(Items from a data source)
------------------------------

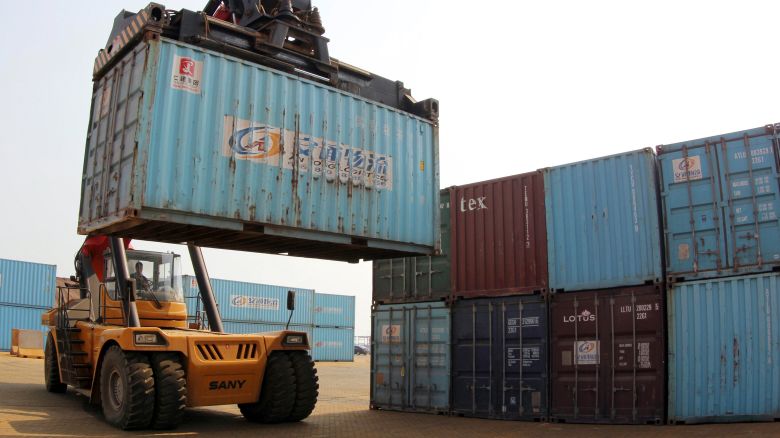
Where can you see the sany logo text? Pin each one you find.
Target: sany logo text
(473, 204)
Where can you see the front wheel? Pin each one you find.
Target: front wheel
(127, 389)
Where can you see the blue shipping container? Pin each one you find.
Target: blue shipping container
(23, 318)
(410, 357)
(333, 344)
(603, 226)
(251, 302)
(721, 209)
(27, 284)
(244, 157)
(334, 310)
(724, 349)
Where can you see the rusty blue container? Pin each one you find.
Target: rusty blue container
(27, 284)
(721, 204)
(189, 144)
(724, 349)
(603, 223)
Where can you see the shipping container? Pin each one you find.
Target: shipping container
(411, 279)
(248, 158)
(410, 357)
(608, 356)
(252, 302)
(499, 237)
(724, 349)
(333, 344)
(499, 358)
(26, 283)
(721, 209)
(23, 318)
(334, 310)
(603, 226)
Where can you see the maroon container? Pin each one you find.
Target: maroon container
(608, 356)
(499, 237)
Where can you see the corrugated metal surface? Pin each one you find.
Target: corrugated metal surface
(253, 159)
(24, 318)
(252, 302)
(333, 344)
(721, 209)
(334, 310)
(608, 356)
(603, 222)
(425, 278)
(27, 283)
(499, 358)
(410, 357)
(724, 349)
(499, 236)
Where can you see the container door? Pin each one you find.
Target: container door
(520, 386)
(749, 176)
(429, 379)
(391, 280)
(389, 354)
(576, 361)
(694, 217)
(472, 363)
(634, 358)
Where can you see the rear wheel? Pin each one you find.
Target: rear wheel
(127, 389)
(51, 368)
(277, 395)
(306, 385)
(170, 389)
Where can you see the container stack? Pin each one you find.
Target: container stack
(26, 291)
(606, 278)
(410, 323)
(329, 320)
(721, 204)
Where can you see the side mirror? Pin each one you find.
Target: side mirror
(290, 300)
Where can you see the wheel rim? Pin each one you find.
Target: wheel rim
(116, 390)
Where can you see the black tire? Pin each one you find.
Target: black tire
(127, 389)
(306, 385)
(51, 368)
(277, 395)
(170, 390)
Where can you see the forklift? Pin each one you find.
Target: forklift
(125, 344)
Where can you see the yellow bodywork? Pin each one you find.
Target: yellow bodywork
(220, 368)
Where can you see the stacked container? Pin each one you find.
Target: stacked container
(722, 233)
(606, 275)
(26, 291)
(329, 320)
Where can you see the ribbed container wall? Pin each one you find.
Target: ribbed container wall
(23, 318)
(424, 278)
(333, 344)
(607, 361)
(499, 237)
(254, 159)
(252, 302)
(27, 284)
(334, 310)
(410, 357)
(603, 226)
(721, 208)
(724, 349)
(500, 358)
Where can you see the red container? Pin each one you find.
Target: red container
(608, 356)
(499, 237)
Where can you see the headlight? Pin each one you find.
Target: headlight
(148, 339)
(294, 340)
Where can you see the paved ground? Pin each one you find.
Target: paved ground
(26, 409)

------------------------------

* **Your instructions**
Please copy only the lines from the one with "Where can you see the headlight?" through the final line of the records above, both ends included.

* **Response for this exercise**
Where can you see the headlight? Pin each one you find.
Target: headlight
(148, 339)
(294, 340)
Where can you see the paved ground? Pin each one you find.
Target: paved ground
(26, 409)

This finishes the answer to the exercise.